## 短い課題 A
本文の「言い換えると、ここに感じる何かというのは「散文」の論理ではないか。」から「それが「詩」なのだと言える。」までを、一字も変えずにそのまま書き写してください。
## 短い課題 B
本文によると、池井昌樹「ひらいて」はどの雑誌の何年何月号に載りましたか。

## 本文
________________________________________

2020-01-03 12:34:16 | 詩(雑誌・同人誌)
池井昌樹「ひらいて」(「現代詩手帖」2020年01月号)

 池井昌樹「ひらいて」は、こう始まる。

そっとしていて
すきじゃないなら
そんなかおして
そばにこないで

そっとしていて
すきならば
いつもだまって
そばにいて

 「すきじゃないなら」「すきならば」と反対の「意味」のことばが、この二連を対にする。そして書き出しの「そっとしていて」に意味の違いをつけくわえる。それは「そばにこないで」と「そばにいて」という違った動きを誘う。
 ここに「詩」があるのか。
 いや、ここにあるのは「意味」ではないのか。
 言い換えると、ここに感じる何かというのは「散文」の論理ではないか。
 谷川、天沢の作品とつづけて読むと、そのあたりが微妙になる。

 一連目、なぜ「そっとしていて」「そばにこないで」と言ったのか。二連目の「そっとしていて」「そばにいて」を言いたいからだ。
 ここにあるのは「意味」ではなく、「意味」を否定する「矛盾」である。だから、それが「詩」なのだと言える。

________________________________________

## 示された記録
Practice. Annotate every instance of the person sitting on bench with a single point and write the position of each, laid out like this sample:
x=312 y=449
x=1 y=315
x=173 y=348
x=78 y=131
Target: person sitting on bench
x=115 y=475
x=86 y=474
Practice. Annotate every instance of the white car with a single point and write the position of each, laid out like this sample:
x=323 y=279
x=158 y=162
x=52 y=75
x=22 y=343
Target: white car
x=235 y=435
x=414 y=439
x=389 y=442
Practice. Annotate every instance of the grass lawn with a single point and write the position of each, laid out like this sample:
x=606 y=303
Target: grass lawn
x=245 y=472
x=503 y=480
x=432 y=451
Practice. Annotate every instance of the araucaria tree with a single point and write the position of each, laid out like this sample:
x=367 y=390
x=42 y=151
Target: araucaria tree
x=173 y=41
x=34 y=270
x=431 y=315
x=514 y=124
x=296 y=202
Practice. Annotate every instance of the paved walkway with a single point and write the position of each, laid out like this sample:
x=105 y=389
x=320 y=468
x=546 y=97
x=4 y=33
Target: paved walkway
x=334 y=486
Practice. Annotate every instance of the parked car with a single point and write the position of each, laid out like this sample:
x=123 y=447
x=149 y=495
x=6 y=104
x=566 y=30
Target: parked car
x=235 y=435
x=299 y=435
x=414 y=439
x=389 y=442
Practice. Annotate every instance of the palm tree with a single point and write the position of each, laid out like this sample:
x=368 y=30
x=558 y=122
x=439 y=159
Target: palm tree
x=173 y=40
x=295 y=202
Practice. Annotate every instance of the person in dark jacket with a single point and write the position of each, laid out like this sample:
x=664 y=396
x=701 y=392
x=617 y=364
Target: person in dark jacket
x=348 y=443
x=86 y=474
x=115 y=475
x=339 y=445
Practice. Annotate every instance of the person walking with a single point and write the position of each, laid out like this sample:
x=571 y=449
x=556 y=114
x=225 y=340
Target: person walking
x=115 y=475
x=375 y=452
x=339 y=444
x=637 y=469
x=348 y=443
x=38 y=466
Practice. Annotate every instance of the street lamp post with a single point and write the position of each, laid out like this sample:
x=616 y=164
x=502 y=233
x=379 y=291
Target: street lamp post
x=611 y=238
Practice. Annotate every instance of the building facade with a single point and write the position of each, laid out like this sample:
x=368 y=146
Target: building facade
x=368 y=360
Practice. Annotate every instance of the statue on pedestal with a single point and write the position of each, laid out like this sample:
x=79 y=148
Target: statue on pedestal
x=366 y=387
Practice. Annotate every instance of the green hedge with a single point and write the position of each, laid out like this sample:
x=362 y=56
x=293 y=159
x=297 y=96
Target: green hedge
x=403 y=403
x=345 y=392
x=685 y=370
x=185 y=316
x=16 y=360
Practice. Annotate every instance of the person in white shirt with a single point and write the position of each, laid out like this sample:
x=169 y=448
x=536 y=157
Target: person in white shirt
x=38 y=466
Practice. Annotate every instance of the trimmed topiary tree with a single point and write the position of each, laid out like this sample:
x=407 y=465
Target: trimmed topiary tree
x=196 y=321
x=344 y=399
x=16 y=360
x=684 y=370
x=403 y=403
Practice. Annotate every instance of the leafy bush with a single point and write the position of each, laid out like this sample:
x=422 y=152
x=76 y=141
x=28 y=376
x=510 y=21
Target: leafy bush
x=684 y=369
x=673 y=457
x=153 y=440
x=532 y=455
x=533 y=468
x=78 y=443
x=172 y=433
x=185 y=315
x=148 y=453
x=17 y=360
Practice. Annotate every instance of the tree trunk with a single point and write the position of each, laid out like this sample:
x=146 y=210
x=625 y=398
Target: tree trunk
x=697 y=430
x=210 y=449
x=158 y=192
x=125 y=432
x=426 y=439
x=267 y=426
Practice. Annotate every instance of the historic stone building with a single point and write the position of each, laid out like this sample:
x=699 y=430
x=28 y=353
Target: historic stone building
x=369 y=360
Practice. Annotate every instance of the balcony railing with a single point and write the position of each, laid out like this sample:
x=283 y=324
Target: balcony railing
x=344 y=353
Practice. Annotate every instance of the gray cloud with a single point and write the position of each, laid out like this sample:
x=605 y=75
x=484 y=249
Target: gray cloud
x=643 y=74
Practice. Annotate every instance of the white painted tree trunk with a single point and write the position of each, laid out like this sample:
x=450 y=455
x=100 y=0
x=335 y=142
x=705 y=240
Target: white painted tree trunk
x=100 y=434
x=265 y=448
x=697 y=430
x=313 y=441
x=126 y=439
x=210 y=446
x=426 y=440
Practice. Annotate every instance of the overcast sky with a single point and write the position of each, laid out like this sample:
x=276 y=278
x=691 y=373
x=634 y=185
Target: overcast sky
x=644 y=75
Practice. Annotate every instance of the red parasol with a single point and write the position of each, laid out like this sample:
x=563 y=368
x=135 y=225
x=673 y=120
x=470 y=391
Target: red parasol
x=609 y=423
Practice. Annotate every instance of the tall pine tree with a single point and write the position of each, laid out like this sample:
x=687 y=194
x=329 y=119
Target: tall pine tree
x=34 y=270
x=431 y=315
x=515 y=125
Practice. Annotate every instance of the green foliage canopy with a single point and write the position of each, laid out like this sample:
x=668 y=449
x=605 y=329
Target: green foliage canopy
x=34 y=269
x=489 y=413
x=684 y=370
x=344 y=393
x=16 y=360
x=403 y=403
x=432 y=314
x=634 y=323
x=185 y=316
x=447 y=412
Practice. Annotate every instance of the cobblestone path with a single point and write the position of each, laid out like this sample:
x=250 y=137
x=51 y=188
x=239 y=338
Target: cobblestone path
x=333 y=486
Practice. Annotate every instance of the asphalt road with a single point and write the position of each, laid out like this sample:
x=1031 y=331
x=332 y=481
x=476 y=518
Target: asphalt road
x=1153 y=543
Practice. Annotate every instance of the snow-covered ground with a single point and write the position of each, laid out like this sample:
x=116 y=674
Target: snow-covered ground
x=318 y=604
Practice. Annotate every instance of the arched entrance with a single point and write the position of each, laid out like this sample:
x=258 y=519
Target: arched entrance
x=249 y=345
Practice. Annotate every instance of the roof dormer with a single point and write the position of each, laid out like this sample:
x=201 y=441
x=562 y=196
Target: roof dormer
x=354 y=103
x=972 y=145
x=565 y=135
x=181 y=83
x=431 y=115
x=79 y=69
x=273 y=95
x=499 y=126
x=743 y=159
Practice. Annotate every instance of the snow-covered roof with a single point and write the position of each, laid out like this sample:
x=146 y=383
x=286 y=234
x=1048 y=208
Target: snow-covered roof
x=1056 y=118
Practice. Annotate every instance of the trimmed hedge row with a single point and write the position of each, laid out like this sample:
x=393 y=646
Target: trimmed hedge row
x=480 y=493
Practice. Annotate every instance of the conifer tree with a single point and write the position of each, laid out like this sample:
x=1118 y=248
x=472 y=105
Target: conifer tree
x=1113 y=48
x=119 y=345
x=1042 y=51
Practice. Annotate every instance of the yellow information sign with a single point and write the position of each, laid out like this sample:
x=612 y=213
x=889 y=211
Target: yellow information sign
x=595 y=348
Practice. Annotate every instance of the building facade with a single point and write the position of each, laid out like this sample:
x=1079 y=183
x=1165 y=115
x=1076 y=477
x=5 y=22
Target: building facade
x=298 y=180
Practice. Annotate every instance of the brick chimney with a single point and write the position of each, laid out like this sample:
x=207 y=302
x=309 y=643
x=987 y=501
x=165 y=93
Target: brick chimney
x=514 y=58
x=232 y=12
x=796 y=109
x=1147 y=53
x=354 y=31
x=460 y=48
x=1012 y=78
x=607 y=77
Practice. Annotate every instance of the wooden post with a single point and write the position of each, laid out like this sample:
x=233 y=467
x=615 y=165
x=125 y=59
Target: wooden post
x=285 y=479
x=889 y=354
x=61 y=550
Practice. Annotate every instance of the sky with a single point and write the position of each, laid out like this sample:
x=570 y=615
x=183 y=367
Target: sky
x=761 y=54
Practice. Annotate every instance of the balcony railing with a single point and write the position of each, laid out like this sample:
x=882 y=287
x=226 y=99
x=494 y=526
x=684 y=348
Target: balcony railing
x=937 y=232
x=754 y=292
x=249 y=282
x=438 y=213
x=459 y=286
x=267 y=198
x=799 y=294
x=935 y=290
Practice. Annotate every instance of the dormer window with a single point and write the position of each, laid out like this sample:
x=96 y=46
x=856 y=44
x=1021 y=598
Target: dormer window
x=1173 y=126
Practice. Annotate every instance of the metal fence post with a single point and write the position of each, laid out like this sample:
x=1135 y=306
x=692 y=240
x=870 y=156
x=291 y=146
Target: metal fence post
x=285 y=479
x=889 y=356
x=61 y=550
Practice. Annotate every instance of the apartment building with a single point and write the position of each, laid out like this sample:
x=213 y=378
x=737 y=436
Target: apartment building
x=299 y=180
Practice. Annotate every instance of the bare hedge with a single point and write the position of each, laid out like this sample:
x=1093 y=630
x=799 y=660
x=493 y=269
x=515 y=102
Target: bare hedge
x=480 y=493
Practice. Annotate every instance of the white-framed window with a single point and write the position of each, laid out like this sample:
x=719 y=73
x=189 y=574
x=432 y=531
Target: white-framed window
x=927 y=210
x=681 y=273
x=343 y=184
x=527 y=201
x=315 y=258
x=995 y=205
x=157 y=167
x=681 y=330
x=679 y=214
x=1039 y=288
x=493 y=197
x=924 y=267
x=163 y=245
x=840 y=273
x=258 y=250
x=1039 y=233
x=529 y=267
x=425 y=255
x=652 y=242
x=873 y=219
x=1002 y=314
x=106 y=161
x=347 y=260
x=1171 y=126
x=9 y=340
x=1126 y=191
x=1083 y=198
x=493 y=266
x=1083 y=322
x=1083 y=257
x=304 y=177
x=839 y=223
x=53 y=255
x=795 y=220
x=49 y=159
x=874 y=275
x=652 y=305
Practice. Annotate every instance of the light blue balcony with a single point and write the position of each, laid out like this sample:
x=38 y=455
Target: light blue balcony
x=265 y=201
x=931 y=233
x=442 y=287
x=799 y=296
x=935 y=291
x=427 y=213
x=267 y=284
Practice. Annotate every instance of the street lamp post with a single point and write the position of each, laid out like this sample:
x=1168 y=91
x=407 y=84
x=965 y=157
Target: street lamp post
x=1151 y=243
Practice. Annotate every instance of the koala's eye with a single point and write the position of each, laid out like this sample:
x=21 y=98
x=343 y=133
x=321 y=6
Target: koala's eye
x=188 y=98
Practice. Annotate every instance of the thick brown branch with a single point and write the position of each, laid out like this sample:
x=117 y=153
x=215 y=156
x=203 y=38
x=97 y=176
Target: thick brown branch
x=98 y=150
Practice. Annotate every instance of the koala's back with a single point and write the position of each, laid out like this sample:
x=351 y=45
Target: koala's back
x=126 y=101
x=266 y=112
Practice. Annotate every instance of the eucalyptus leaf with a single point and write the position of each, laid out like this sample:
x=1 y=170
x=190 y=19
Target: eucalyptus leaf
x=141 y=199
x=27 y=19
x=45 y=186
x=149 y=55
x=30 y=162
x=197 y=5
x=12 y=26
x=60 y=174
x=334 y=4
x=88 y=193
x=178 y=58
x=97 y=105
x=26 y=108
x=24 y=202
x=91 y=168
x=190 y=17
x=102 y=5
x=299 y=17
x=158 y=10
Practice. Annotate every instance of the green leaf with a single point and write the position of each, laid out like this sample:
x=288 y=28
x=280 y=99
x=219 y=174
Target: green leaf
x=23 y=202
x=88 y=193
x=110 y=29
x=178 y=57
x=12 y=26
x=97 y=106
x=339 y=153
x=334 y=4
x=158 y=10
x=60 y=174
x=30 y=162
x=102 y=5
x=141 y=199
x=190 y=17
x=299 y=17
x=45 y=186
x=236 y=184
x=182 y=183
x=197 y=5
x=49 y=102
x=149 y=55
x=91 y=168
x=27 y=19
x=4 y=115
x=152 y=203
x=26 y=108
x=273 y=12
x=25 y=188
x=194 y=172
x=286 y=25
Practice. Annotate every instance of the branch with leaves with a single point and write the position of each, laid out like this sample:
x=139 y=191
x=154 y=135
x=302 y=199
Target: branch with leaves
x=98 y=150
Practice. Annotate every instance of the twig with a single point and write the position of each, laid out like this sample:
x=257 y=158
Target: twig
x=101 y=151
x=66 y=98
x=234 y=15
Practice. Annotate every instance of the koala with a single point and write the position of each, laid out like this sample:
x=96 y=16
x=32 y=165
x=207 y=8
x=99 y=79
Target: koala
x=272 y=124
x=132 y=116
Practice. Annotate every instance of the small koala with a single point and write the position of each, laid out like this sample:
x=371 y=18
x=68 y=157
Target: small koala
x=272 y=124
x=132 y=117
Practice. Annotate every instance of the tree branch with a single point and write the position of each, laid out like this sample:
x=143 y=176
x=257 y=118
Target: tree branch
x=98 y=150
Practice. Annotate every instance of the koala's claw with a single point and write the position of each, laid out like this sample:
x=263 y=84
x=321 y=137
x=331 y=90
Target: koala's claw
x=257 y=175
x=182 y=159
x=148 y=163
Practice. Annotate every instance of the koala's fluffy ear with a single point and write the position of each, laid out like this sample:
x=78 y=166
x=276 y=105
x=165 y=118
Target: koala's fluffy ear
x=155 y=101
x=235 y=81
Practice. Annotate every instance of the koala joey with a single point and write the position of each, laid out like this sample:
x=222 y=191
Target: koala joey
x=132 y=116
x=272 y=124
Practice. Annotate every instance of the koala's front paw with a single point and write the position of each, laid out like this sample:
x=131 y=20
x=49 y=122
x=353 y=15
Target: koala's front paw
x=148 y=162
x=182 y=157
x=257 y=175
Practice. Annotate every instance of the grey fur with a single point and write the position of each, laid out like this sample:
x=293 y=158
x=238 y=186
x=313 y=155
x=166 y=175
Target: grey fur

________________________________________

## 期待される答え A
言い換えると、ここに感じる何かというのは「散文」の論理ではないか。
 谷川、天沢の作品とつづけて読むと、そのあたりが微妙になる。

 一連目、なぜ「そっとしていて」「そばにこないで」と言ったのか。二連目の「そっとしていて」「そばにいて」を言いたいからだ。
 ここにあるのは「意味」ではなく、「意味」を否定する「矛盾」である。だから、それが「詩」なのだと言える。

## 期待される答え B
「現代詩手帖」2020年01月号